What is needed is a verbatim copy of all the records.

SOURCE DATA below:

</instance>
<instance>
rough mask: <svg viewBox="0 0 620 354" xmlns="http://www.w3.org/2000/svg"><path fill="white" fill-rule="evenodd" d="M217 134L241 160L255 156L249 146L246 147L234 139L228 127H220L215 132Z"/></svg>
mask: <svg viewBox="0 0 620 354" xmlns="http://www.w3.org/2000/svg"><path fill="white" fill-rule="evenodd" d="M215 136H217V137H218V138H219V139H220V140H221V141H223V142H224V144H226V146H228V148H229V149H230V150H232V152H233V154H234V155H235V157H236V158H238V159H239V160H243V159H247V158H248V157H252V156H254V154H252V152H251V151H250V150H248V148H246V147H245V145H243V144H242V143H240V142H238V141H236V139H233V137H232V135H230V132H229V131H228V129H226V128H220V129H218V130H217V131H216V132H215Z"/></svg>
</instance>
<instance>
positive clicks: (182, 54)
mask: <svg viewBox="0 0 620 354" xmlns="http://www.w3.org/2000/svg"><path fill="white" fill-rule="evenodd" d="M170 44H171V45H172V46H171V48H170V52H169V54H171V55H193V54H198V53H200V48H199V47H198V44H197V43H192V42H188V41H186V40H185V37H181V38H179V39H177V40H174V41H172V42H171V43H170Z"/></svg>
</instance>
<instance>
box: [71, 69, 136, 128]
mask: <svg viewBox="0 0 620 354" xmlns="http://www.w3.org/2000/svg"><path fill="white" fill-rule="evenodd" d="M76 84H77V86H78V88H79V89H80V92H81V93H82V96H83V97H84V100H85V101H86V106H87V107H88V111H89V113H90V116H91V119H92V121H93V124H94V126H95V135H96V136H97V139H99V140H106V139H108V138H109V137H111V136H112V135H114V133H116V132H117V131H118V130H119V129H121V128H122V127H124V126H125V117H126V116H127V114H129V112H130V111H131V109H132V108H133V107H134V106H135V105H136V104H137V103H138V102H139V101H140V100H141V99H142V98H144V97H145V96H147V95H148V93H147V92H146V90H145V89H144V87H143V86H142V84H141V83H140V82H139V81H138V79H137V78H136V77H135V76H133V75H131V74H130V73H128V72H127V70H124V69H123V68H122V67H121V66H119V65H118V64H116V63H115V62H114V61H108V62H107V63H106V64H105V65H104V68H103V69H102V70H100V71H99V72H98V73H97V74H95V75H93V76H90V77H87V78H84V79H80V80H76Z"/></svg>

End of SOURCE DATA.

■ OUTPUT ■
</instance>
<instance>
rough mask: <svg viewBox="0 0 620 354" xmlns="http://www.w3.org/2000/svg"><path fill="white" fill-rule="evenodd" d="M217 134L241 160L255 156L249 146L246 147L234 139L228 127H220L215 132Z"/></svg>
mask: <svg viewBox="0 0 620 354" xmlns="http://www.w3.org/2000/svg"><path fill="white" fill-rule="evenodd" d="M215 136H217V137H218V138H219V139H220V140H221V141H223V142H224V144H226V146H228V148H229V149H230V150H232V152H233V154H234V155H235V157H236V158H238V159H239V160H243V159H247V158H248V157H252V156H254V154H252V152H251V151H250V150H248V148H246V147H245V145H243V144H242V143H240V142H238V141H236V139H233V137H232V135H230V132H229V131H228V129H226V128H220V129H218V130H217V131H216V132H215Z"/></svg>
</instance>
<instance>
positive clicks: (182, 54)
mask: <svg viewBox="0 0 620 354" xmlns="http://www.w3.org/2000/svg"><path fill="white" fill-rule="evenodd" d="M170 44H171V45H172V46H171V48H170V52H169V54H171V55H193V54H198V53H200V48H199V47H198V44H197V43H192V42H188V41H186V40H185V37H181V38H179V39H177V40H174V41H172V42H171V43H170Z"/></svg>
</instance>
<instance>
box: [71, 69, 136, 128]
mask: <svg viewBox="0 0 620 354" xmlns="http://www.w3.org/2000/svg"><path fill="white" fill-rule="evenodd" d="M76 84H77V86H78V88H79V89H80V92H81V93H82V96H83V97H84V100H85V101H86V106H87V107H88V111H89V113H90V116H91V119H92V121H93V124H94V126H95V135H96V136H97V139H99V140H106V139H108V138H109V137H111V136H112V135H114V133H116V132H117V131H118V130H119V129H121V128H122V127H124V126H125V117H126V116H127V114H129V112H130V111H131V109H132V108H133V107H134V106H135V105H136V104H137V103H138V102H139V101H140V100H141V99H142V98H144V97H145V96H147V95H148V93H147V92H146V90H145V89H144V87H143V86H142V84H141V83H140V82H139V81H138V79H137V78H136V77H135V76H133V75H131V74H130V73H128V72H127V70H124V69H123V68H122V67H121V66H119V65H118V64H116V63H115V62H114V61H108V62H107V63H106V64H105V65H104V68H103V69H102V70H100V71H99V72H98V73H97V74H95V75H93V76H90V77H87V78H84V79H80V80H76Z"/></svg>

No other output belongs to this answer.